◆ **Task goal**
Write out all of the lines below, exactly and completely.

* * *

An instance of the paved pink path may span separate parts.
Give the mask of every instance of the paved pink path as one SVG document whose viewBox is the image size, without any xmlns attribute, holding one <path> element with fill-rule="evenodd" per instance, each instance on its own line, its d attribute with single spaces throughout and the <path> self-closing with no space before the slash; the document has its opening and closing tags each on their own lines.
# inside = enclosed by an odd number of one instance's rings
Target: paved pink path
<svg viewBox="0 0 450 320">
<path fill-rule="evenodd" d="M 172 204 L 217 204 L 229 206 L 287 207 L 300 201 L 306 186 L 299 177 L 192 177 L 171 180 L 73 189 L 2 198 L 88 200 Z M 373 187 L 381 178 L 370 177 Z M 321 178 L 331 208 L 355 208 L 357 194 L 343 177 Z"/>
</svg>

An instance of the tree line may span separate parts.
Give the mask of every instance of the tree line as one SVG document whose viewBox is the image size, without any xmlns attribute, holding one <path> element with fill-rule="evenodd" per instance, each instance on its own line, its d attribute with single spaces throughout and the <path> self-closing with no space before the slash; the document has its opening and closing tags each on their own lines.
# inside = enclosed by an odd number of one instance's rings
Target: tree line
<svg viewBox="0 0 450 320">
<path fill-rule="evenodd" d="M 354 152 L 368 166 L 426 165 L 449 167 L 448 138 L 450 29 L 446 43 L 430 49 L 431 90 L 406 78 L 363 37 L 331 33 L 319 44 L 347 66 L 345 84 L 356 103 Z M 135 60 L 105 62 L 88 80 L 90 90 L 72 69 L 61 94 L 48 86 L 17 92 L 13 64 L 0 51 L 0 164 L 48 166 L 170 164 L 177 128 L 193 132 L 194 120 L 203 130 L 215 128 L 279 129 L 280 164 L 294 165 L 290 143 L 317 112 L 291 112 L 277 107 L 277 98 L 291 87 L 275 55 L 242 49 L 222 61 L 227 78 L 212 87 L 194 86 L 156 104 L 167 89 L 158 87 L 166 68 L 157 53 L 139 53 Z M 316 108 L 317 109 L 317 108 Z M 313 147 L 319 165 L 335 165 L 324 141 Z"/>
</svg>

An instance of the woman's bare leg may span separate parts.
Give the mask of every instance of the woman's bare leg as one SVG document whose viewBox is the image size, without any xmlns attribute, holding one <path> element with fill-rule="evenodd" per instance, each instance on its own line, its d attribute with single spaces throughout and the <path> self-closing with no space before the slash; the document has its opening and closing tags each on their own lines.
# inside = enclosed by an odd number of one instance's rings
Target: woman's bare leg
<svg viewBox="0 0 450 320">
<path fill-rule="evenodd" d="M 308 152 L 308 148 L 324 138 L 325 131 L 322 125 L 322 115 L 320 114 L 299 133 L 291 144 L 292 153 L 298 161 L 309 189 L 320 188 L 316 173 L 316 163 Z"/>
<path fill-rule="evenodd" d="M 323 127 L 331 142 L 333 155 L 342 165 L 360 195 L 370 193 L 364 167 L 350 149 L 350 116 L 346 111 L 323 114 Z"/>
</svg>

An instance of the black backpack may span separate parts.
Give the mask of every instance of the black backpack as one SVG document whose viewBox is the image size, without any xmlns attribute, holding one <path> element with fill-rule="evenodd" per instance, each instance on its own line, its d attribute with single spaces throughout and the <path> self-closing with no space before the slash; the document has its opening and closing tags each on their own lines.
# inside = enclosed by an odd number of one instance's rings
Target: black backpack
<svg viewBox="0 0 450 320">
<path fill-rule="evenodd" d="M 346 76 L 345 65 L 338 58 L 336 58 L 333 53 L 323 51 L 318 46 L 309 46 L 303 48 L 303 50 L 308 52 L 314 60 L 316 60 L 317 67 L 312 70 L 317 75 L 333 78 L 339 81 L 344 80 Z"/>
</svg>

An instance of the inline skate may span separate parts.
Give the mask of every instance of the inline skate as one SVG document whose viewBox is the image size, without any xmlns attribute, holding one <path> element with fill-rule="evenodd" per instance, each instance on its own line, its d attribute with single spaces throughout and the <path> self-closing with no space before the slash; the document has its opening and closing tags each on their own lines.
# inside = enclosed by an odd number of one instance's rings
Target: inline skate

* * *

◆ **Full answer**
An instance of the paved pink path may span separate parts.
Give the mask of every instance of the paved pink path as one SVG document whose viewBox is the image size, without any xmlns attribute, holding one <path> element with fill-rule="evenodd" per instance, each instance on its own line, its d attribute with single spaces throughout and the <path> self-closing with no space before the slash; the document has its opening and closing tags each on their own lines.
# inside = enclosed by an odd number of one instance's rings
Target: paved pink path
<svg viewBox="0 0 450 320">
<path fill-rule="evenodd" d="M 172 204 L 217 204 L 229 206 L 287 207 L 300 201 L 306 186 L 299 177 L 192 177 L 171 180 L 73 189 L 2 198 L 88 200 Z M 373 187 L 381 178 L 370 177 Z M 321 178 L 331 208 L 355 208 L 357 194 L 343 177 Z"/>
</svg>

An instance of the tree line may span separate parts.
Give the mask of every instance of the tree line as one SVG document whose viewBox is the image size, without any xmlns attribute, holding one <path> element with fill-rule="evenodd" per instance, each instance on its own line, its d attribute with single spaces throughout and the <path> self-closing with no space before the slash; the document has its opening and closing tags each on their own lines.
# inside = enclosed by an odd number of one instance's rings
Target: tree line
<svg viewBox="0 0 450 320">
<path fill-rule="evenodd" d="M 354 152 L 368 166 L 426 165 L 449 167 L 448 138 L 450 29 L 446 43 L 430 49 L 431 90 L 406 78 L 363 37 L 331 33 L 319 44 L 347 66 L 345 84 L 356 103 Z M 135 60 L 105 62 L 88 80 L 90 90 L 72 69 L 61 94 L 48 86 L 17 92 L 13 64 L 0 51 L 0 164 L 48 166 L 170 164 L 177 128 L 193 132 L 194 120 L 203 130 L 215 128 L 279 129 L 280 164 L 294 165 L 290 143 L 317 112 L 291 112 L 277 107 L 277 98 L 291 87 L 275 55 L 242 49 L 222 61 L 227 78 L 212 87 L 194 86 L 156 104 L 167 89 L 158 87 L 166 68 L 157 53 L 139 53 Z M 316 108 L 317 109 L 317 108 Z M 313 147 L 319 165 L 335 165 L 324 141 Z"/>
</svg>

An instance of the woman's bare leg may span separate parts.
Give the mask of every instance of the woman's bare leg as one SVG document whose viewBox is the image size, without any xmlns attribute, holding one <path> element with fill-rule="evenodd" per instance, each instance on its own line, its d attribute with single spaces throughout and the <path> self-closing with no space before the slash; the document has its opening and closing tags each on their own lines.
# inside = enclosed by an odd number of one instance's rings
Target: woman's bare leg
<svg viewBox="0 0 450 320">
<path fill-rule="evenodd" d="M 308 152 L 308 148 L 324 138 L 325 131 L 322 125 L 322 115 L 320 114 L 299 133 L 291 144 L 292 153 L 298 161 L 309 189 L 320 188 L 316 173 L 316 163 Z"/>
<path fill-rule="evenodd" d="M 323 127 L 331 142 L 333 155 L 342 165 L 360 195 L 370 193 L 364 167 L 350 149 L 350 116 L 346 111 L 323 114 Z"/>
</svg>

An instance of the black backpack may span separate parts.
Give the mask of every instance of the black backpack as one SVG document whose viewBox is the image size, without any xmlns attribute, holding one <path> element with fill-rule="evenodd" per instance, each instance on its own line, its d attribute with single spaces throughout and the <path> self-closing with no space before the slash; the document has its opening and closing tags each on their own lines.
# inside = enclosed by an odd number of one instance's rings
Target: black backpack
<svg viewBox="0 0 450 320">
<path fill-rule="evenodd" d="M 346 76 L 345 65 L 338 58 L 336 58 L 333 53 L 323 51 L 318 46 L 309 46 L 303 48 L 303 50 L 308 52 L 314 60 L 316 60 L 317 67 L 312 70 L 317 75 L 333 78 L 339 81 L 344 80 Z"/>
</svg>

An instance of the inline skate may span separate parts.
Give the mask of every instance of the inline skate as one SVG document whose viewBox is the image size, without any xmlns attribute, holding one <path> element with fill-rule="evenodd" per instance, each instance on its own line, its d attribute with single spaces throughout and the <path> self-closing with no space before the slash; the document has its opening and closing tags each on their own lines.
# inside = enclosed by an odd number of one instance's rings
Target: inline skate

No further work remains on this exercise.